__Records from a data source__
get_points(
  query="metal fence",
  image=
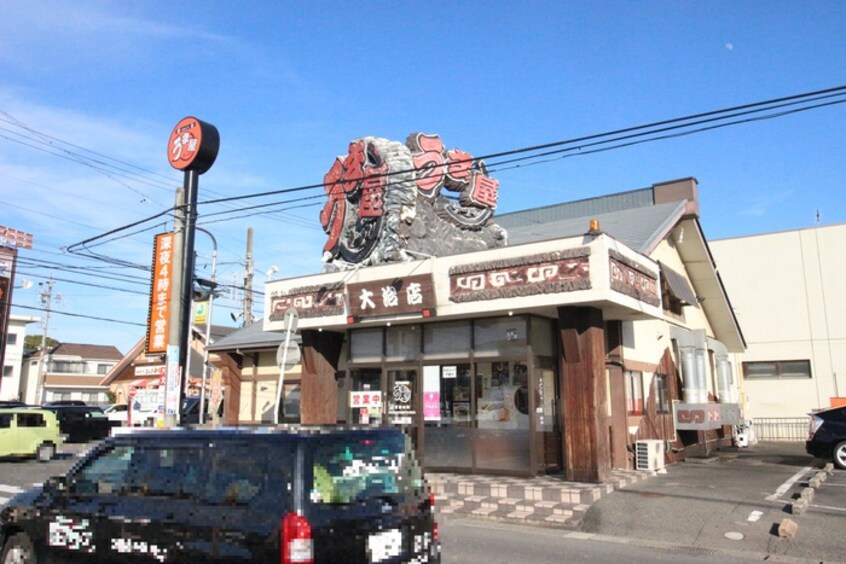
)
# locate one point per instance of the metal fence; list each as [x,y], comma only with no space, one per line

__What you should do__
Report, from the entries above, each line where "metal" is found.

__Task answer__
  query="metal fence",
# locate one point per instance of the metal fence; list each as [x,y], comma only with no space, one per line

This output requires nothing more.